--- EXTRACTED TEXT ---
How Chinese Operators Are Gaining Entry

CISA reports that the initial access vector varies between victims but consistently involves exposed or poorly segmented infrastructure, particularly in the DMZ. In one confirmed intrusion, threat actors compromised a web server, used service account credentials to move laterally through the DMZ, then accessed an internal domain controller before finally reaching the VMware environment.

This sequence reflects a broader pattern in Chinese intrusion operations. Rather than attacking the most insulated systems directly, operators focus on edge servers, remote access systems, and virtualization platforms. Once operators reach a vCenter server, they gain access to one of the most powerful and least-monitored control planes in enterprise networks.

From vCenter, they have the ability to:

  • Create cloned virtual machine snapshots containing sensitive credential material.
  • Extract Active Directory databases offline.
  • Create hidden or rogue virtual machines that do not appear in standard management dashboards.
  • Modify startup configurations to launch Brickstorm during system boot.

The use of cloned VM snapshots is one of the most concerning elements highlighted in both the CISA alert and independent research. By cloning domain controllers or identity servers, operators can extract credential stores without ever triggering Windows-based security logging.
--- ROWS ---
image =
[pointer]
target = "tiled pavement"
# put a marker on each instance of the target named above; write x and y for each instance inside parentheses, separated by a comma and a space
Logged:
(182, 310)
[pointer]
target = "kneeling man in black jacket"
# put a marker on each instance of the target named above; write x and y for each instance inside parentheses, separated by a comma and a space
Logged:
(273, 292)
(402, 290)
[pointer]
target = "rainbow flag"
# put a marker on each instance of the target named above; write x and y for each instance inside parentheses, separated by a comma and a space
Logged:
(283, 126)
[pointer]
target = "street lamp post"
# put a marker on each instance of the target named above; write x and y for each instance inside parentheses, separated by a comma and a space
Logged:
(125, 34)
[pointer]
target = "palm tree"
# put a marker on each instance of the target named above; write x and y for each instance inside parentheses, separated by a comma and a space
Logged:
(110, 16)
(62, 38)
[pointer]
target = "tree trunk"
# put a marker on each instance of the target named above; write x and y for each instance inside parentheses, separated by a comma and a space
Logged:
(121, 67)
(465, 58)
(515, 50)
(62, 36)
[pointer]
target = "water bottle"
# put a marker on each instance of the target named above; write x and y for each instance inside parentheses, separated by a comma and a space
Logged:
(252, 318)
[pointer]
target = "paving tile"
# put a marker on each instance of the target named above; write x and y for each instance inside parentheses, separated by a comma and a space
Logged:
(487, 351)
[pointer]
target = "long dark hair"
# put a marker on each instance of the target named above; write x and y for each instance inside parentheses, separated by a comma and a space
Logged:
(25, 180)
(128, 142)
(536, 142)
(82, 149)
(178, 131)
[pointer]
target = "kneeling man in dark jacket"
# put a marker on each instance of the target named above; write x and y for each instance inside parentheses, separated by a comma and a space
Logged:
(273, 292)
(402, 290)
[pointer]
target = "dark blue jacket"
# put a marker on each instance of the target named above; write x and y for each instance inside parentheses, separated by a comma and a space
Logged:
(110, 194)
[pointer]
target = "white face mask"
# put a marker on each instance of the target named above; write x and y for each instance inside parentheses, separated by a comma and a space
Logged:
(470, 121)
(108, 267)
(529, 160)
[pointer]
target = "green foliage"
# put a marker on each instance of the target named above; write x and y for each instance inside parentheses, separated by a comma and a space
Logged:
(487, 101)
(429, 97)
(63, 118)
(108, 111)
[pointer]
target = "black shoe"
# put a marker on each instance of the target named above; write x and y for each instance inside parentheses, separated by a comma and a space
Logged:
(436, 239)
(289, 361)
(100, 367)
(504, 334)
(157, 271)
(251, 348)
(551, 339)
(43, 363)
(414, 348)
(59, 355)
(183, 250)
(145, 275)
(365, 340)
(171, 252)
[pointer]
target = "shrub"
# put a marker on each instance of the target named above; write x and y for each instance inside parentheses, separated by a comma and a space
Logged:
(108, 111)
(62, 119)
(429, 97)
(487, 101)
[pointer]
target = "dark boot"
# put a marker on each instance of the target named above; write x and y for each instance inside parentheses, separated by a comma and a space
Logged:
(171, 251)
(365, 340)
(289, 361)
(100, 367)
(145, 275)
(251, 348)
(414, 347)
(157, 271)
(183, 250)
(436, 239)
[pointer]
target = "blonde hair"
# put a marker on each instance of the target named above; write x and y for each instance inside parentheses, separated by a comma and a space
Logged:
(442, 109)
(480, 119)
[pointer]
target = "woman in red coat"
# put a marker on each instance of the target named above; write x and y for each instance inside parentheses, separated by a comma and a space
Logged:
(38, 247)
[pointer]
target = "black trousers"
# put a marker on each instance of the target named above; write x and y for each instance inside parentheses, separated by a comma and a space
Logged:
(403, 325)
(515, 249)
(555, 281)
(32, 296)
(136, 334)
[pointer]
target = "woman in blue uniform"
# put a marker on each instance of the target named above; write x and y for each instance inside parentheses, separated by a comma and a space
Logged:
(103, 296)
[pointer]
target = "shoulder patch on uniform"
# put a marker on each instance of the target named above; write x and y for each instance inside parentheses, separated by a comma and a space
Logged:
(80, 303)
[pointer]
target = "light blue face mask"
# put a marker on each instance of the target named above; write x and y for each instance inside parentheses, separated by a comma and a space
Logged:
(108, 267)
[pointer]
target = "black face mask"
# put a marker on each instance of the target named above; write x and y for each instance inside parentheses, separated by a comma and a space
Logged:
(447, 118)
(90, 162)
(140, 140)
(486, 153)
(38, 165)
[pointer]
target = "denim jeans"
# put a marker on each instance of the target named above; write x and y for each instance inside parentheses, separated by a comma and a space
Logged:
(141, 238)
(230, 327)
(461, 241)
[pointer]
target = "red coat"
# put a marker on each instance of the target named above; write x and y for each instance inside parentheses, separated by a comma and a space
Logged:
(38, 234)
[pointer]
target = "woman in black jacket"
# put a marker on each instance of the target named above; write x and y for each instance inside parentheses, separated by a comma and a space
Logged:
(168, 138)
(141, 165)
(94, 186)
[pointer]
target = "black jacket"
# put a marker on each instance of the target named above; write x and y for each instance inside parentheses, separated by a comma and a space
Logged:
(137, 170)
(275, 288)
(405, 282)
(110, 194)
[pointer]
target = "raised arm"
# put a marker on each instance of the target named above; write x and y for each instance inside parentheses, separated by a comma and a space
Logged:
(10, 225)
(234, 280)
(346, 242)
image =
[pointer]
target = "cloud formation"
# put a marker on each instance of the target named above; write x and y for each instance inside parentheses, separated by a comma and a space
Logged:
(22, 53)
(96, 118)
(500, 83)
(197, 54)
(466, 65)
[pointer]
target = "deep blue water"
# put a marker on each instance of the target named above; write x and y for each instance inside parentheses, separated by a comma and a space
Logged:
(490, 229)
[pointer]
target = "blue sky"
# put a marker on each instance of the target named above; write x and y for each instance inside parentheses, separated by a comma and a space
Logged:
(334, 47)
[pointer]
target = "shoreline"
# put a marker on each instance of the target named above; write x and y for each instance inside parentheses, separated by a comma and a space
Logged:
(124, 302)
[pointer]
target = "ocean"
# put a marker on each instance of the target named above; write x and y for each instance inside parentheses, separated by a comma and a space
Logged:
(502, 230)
---
## AIM A
Using the passage on Chinese intrusion operations, decide whether each statement agrees with it, and answer yes or no for each, quoting the words that decide it. (i) In the confirmed intrusion, the threat actors reached a domain controller before the VMware environment. (ii) Operators mainly attack the most insulated systems directly. (iii) Cloning domain controllers lets operators extract credential stores without triggering Windows-based security logging.
## AIM B
Please retype the passage on Chinese intrusion operations from "This sequence reflects" to "standard management dashboards.", with no word changed.

## CORRECT RESULT A
(i) Yes: "then accessed an internal domain controller before finally reaching the VMware environment."
(ii) No: "Rather than attacking the most insulated systems directly, operators focus on edge servers, remote access systems, and virtualization platforms."
(iii) Yes: "By cloning domain controllers or identity servers, operators can extract credential stores without ever triggering Windows-based security logging."

## CORRECT RESULT B
This sequence reflects a broader pattern in Chinese intrusion operations. Rather than attacking the most insulated systems directly, operators focus on edge servers, remote access systems, and virtualization platforms. Once operators reach a vCenter server, they gain access to one of the most powerful and least-monitored control planes in enterprise networks.

From vCenter, they have the ability to:

  • Create cloned virtual machine snapshots containing sensitive credential material.
  • Extract Active Directory databases offline.
  • Create hidden or rogue virtual machines that do not appear in standard management dashboards.